* BEGIN Article *

Have a great weekend everyone!
OH, I know how those ice cream bars can get you. I don’t know if they have them in the UK, but here I can get Weight Watcher’s frozen desserts, and they are not only YUMMY, but also low in points (ie calories and fat). Maybe you could find something like that? They also sell them in smaller packages, like packages of two or four.
Anyway, I’m so glad you enjoyed your riding lesson! Keep up that positive attitude, I know you can do this! Hugs!
I can’t have ONE bite, or I’ll eat the box. I can’t open the door even a little crack. I have to push against it with all my strength. I binge and I don’t throw it up. The behavior is not a normal approach to eating.
I am glad you are still riding.
yarrow

I buy those packages with the intent of, I’ll eat ONE a day. That one turns into 5. It blows, but i just cannot buy them.

* END Article *
* BEGIN Entries provided *

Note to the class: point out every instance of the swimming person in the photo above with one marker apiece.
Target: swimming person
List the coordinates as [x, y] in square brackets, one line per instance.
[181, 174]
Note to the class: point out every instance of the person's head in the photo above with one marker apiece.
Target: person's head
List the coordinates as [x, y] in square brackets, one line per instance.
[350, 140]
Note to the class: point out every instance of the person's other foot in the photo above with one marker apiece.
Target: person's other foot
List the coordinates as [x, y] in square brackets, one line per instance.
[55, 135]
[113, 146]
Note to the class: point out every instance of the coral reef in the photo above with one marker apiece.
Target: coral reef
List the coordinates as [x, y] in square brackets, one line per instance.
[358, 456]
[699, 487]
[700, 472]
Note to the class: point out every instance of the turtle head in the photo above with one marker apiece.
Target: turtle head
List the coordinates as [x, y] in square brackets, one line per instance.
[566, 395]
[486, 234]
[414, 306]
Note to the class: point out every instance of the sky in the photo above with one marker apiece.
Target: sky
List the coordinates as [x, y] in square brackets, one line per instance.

* END Entries provided *
* BEGIN Entries provided *

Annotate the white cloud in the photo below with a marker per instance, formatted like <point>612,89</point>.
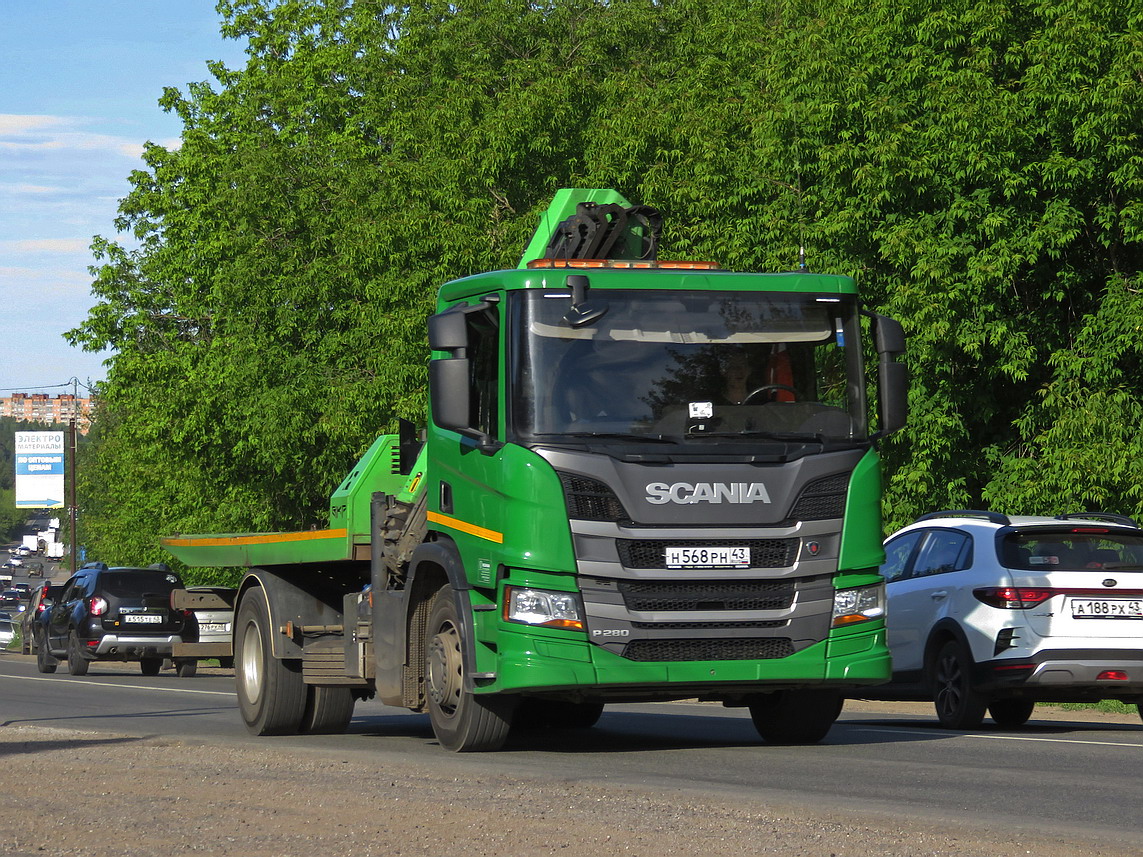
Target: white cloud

* END Entries provided *

▶ _Task instructions_:
1 > Turn the paragraph of the comment thread that begins "OH, I know how those ice cream bars" into a short bulleted list that keeps its main facts.
2 > Using the comment thread, say whether each statement agrees with it. Answer yes or no, and quote the words that decide it.
(a) The commenter who can't have one bite throws up after bingeing.
(b) The frozen desserts are sold in packages of two or four.
(c) A commenter who plans to eat one a day ends up eating five.
3 > Continue the comment thread about ice cream bars and eating habits, starting after its last sentence.
The items have no connection to the comment thread.

▶ _Response list_:
1 >
- Ice cream bars can be hard to resist.
- Weight Watcher's frozen desserts are sold where the writer lives, though the writer doesn't know if they are sold in the UK.
- They taste good and are low in points (calories and fat).
- They also come in smaller packages of two or four.
- The reader might be able to find something similar.

2 >
(a) No: "I binge and I don’t throw it up."
(b) Yes: "They also sell them in smaller packages, like packages of two or four."
(c) Yes: "I’ll eat ONE a day. That one turns into 5."

3 >
I do the same thing with the “treat” food…what happens with me is that I decide it might not be such a good idea that I might not be able to eat it responsibly so I need to get rid of it fast…so i eat it all at once that way I wont be tempted tomorrow…LOL What a joke…I must think I am an idiot…LOL
I can’t buy a box of anything and expect it to last. I absolutely hate the BOGOF (buy one get one free) offers you find in the ice cream cabinet at the supermarket in the UK you you end up with 20 bars instead of ten. Or those, buy two, get third free, because I’ll eat them all, yep all 30, probably in the space of a day or so.
I will think positive thoughts and send strength to you (I am a humanist so I don’t pray in the conventional sense). Just think of me when you go see those ice cream bars on sale. I have a pound of ugly flab for every one of those boxes of ice cream bars I have consumed, and it absolutely was not worth it.
Or think of the horse riding and realise you can’t eat boxes of ice cream and be light enough to take those riding lessons.
I so know how that is! I do the same thing and it always drives me mad. I did this with a box of Wheat Thins a few weeks back. I decided that I will never again buy Wheat Thins until I hit my final end goal! I just can’t do it…they sit there in the cupboard calling to me allllllll day long. I GOTTA eat em’ lol.
oooh I love the weight watchers cookie covered ice cream bars. I have really had to slam my own hands to keep from having more than one a day. Sometimes I will have 2 a day.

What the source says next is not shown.